SUPPLIED DATA:
*-*-*
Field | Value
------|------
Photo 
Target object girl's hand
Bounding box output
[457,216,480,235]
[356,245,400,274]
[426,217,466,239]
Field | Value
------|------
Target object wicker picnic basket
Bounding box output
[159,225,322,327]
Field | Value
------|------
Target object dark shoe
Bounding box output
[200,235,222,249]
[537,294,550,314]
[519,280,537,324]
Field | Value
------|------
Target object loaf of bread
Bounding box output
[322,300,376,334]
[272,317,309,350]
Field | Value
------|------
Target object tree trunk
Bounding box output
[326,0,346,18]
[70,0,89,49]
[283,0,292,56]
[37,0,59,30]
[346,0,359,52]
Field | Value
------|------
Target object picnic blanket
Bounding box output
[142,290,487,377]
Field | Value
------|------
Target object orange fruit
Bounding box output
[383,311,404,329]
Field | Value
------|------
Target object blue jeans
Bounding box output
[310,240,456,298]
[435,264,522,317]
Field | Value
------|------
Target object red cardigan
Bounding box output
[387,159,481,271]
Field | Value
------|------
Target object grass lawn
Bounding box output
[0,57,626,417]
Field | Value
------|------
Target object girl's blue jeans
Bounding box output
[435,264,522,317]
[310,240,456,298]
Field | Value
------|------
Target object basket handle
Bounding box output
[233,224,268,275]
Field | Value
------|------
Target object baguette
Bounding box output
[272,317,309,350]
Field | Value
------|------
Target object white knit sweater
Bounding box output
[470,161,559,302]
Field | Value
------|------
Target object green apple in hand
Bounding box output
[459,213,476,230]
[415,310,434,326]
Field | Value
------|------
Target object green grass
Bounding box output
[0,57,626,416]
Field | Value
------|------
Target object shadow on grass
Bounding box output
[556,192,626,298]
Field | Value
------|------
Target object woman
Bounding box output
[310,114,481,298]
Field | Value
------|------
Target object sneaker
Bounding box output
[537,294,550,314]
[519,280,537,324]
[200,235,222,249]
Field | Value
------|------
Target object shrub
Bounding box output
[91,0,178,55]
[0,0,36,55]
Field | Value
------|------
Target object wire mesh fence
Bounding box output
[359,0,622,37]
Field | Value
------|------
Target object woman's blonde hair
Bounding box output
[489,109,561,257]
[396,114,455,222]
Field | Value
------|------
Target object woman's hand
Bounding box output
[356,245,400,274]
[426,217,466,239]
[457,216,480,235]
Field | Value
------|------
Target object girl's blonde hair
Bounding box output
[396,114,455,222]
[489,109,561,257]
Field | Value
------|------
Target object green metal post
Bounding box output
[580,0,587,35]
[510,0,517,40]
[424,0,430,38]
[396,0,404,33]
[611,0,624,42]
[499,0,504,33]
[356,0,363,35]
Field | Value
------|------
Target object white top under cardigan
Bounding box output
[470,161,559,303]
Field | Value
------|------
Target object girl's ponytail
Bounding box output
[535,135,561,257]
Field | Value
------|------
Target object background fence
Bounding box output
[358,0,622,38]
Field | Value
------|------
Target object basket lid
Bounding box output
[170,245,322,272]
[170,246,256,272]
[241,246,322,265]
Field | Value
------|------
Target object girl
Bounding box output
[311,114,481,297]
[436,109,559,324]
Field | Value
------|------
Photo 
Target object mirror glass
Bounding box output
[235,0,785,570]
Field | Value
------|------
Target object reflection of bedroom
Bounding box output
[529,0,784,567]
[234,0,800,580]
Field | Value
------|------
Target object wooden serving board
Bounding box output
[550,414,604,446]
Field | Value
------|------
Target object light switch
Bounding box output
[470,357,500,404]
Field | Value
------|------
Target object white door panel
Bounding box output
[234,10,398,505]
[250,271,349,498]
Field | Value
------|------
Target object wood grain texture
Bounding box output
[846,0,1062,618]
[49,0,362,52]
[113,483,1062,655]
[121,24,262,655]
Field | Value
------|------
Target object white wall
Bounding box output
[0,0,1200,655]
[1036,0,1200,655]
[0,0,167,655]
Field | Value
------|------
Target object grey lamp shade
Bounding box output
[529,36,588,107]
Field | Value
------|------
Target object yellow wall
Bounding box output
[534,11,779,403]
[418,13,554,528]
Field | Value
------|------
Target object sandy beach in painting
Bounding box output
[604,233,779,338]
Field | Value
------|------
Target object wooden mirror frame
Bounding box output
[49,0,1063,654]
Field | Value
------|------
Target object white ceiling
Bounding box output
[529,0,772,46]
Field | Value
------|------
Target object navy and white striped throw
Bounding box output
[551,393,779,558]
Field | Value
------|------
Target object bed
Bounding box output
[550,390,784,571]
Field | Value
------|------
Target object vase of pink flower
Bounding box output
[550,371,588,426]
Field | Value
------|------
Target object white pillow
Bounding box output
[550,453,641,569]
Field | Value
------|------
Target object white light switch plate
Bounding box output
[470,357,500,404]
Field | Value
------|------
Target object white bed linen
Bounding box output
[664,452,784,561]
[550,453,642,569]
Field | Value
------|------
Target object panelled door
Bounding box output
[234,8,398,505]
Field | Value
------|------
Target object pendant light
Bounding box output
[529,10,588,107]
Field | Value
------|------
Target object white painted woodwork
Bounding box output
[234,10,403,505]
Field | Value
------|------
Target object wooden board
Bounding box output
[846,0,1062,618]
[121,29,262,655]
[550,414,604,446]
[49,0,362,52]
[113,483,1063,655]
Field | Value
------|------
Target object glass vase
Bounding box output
*-*-*
WHAT TO PRODUCE:
Please give the rows again from the start up to and including the line with "[233,224,268,275]", renaming "picnic blanket" to "picnic rug" and leaving everything else unchanged.

EXERCISE RESULT:
Field | Value
------|------
Photo 
Target object girl's hand
Bounding box output
[457,216,480,235]
[356,245,400,274]
[426,217,466,239]
Field | Value
------|------
Target object wicker picnic basket
Bounding box output
[159,225,322,327]
Field | Value
------|------
Target object dark shoe
Bounding box output
[200,235,222,249]
[537,294,550,314]
[519,280,537,324]
Field | Value
------|------
Target object loaf of bread
Bounding box output
[322,300,376,334]
[272,317,309,350]
Field | Value
------|------
Target object tree trunk
Bounding box output
[326,0,346,18]
[70,0,89,49]
[283,0,292,56]
[37,0,59,30]
[346,0,359,52]
Field | Value
------|------
Target object picnic rug
Bounding box output
[142,290,487,377]
Field | Value
------|------
Target object orange fruit
Bounding box output
[383,311,404,329]
Field | Value
------|------
Target object blue jeans
Bounding box output
[310,240,456,298]
[435,264,522,317]
Field | Value
------|------
Target object red cardigan
Bounding box output
[387,159,481,271]
Field | Value
------|------
Target object grass lawn
Bounding box output
[0,57,626,417]
Field | Value
------|------
Target object girl's blue jeans
Bounding box output
[435,264,522,317]
[310,240,456,298]
Field | Value
------|------
Target object basket handle
Bounding box output
[233,224,268,275]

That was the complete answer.